→ **STATED TASK**
Count the lines in the records that contain the word "church" and give only that number.

→ **MATERIAL**
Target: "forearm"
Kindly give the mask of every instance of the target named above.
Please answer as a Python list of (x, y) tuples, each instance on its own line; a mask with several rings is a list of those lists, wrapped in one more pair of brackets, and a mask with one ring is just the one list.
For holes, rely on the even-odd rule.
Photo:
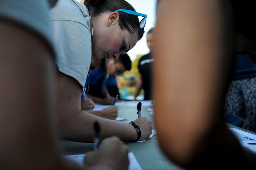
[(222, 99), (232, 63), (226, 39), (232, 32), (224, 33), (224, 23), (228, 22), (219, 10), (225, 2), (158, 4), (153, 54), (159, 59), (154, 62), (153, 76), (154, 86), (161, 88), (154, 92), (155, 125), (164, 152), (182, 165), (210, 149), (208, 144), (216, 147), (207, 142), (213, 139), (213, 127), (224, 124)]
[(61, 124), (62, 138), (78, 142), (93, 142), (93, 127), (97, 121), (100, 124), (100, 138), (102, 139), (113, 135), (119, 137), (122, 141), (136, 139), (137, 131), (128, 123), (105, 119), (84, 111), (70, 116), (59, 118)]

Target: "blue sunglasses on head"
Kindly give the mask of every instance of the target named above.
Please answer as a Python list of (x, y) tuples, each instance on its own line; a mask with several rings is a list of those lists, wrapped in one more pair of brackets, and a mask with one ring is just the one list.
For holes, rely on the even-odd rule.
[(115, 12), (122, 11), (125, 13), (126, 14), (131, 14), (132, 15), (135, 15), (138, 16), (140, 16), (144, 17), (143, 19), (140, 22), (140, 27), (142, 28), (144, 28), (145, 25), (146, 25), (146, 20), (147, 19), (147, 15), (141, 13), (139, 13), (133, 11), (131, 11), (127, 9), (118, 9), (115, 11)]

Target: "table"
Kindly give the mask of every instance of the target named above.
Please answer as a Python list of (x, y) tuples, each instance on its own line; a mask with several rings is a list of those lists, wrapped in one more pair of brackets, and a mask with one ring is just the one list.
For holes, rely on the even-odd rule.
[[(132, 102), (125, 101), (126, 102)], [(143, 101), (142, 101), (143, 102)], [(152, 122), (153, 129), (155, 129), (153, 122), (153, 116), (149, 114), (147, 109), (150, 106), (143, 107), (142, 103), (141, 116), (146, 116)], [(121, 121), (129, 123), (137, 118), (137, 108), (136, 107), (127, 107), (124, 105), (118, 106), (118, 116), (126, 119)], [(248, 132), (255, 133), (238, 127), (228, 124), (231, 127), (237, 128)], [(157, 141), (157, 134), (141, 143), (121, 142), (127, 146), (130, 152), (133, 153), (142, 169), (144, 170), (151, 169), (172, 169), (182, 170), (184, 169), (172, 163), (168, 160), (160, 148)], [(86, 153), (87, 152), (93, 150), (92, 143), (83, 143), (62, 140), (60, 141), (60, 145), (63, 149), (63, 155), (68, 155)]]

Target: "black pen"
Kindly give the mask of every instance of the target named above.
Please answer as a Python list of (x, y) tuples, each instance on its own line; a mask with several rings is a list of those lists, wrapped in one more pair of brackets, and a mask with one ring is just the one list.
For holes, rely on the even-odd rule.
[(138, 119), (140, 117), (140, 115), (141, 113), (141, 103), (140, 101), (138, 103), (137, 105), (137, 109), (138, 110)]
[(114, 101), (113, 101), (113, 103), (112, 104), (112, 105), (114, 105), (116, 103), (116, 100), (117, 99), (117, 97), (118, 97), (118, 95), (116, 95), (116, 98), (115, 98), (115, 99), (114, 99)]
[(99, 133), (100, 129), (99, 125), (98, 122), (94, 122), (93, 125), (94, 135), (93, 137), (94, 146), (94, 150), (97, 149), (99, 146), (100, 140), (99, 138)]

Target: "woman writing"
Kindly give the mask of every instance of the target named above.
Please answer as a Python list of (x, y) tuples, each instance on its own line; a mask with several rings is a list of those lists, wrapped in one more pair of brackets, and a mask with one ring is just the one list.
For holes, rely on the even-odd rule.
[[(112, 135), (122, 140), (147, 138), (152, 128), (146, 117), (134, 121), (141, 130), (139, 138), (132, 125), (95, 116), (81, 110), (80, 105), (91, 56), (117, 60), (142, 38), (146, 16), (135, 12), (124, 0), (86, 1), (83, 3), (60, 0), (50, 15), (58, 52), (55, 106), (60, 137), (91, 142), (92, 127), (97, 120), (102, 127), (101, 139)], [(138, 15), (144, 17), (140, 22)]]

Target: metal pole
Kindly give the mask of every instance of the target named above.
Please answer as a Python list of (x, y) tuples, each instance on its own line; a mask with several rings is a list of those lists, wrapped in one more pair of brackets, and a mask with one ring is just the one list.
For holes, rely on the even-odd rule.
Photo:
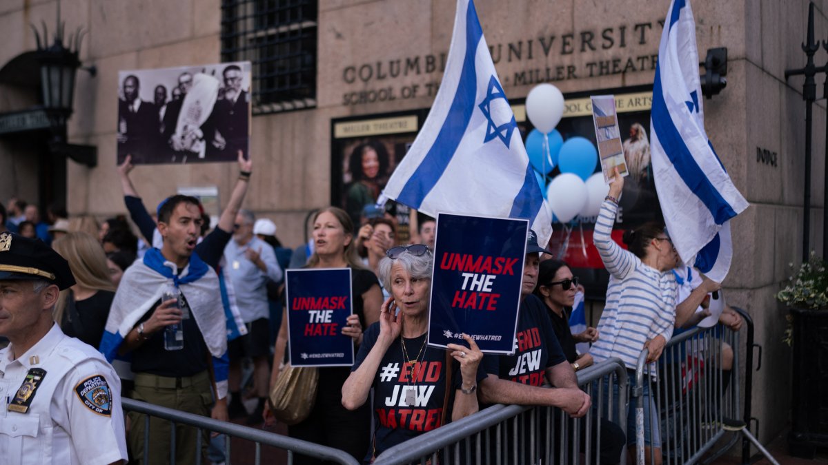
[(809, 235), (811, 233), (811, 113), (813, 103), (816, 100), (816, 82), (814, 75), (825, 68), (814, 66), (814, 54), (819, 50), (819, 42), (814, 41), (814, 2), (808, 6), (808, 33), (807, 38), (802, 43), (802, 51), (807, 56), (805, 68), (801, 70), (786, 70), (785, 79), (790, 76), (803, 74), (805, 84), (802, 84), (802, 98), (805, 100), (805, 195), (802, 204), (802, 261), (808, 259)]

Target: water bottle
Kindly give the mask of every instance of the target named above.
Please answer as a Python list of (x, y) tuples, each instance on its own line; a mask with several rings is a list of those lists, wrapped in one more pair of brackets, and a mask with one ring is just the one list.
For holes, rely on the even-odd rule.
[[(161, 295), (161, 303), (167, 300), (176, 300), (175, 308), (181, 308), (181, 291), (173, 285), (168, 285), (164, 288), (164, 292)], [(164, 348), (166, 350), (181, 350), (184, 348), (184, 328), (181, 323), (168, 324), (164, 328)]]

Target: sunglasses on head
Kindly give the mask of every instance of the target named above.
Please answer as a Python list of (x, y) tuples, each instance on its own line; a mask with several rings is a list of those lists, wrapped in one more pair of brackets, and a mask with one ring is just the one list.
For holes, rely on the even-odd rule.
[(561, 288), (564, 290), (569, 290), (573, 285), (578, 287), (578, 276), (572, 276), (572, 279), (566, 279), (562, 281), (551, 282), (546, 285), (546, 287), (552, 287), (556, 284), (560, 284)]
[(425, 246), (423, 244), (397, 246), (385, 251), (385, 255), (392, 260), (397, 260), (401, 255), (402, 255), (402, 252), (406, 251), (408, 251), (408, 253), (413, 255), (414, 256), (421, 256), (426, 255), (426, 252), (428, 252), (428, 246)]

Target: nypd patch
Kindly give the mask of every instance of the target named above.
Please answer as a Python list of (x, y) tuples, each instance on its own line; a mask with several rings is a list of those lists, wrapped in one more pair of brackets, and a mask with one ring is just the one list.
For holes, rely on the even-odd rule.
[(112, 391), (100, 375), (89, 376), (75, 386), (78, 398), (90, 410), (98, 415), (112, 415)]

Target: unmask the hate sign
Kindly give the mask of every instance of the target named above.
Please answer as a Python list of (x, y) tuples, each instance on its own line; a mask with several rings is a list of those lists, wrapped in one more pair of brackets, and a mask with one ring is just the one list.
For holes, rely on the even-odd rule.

* * *

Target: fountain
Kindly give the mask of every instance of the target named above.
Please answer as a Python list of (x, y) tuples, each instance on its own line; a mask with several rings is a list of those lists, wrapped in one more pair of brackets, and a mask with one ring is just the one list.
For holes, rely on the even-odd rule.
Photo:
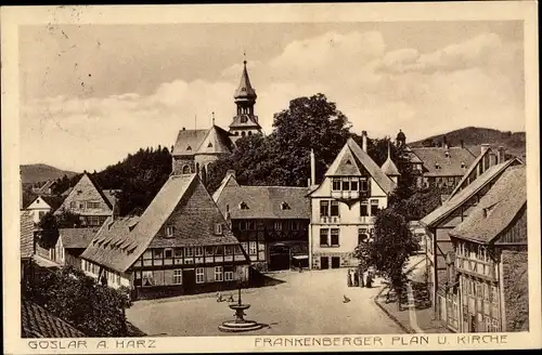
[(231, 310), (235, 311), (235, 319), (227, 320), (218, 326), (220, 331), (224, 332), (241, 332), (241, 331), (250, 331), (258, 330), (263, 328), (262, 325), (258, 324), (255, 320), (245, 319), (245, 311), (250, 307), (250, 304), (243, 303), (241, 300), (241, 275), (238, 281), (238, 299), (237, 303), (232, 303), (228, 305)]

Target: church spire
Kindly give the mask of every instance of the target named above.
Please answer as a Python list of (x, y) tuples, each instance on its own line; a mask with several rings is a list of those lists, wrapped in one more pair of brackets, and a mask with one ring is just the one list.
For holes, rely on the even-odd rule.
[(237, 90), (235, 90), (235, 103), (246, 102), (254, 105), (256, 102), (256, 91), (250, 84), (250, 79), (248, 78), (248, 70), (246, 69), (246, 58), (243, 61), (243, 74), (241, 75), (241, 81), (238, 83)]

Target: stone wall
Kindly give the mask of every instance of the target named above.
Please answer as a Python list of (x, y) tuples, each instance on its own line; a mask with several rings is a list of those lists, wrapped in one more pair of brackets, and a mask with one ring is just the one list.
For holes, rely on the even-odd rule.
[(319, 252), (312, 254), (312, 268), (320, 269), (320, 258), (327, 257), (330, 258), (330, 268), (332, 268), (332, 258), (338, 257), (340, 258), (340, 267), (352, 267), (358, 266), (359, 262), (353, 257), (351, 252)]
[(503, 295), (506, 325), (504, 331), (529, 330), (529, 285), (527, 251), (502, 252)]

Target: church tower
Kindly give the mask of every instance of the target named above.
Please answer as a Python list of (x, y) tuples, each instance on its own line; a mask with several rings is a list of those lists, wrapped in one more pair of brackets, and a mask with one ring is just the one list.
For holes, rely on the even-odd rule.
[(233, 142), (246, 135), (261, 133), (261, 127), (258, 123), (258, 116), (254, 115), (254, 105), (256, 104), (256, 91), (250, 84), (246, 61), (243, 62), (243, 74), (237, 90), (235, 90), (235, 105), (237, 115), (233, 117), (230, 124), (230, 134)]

→ **OUTPUT**
2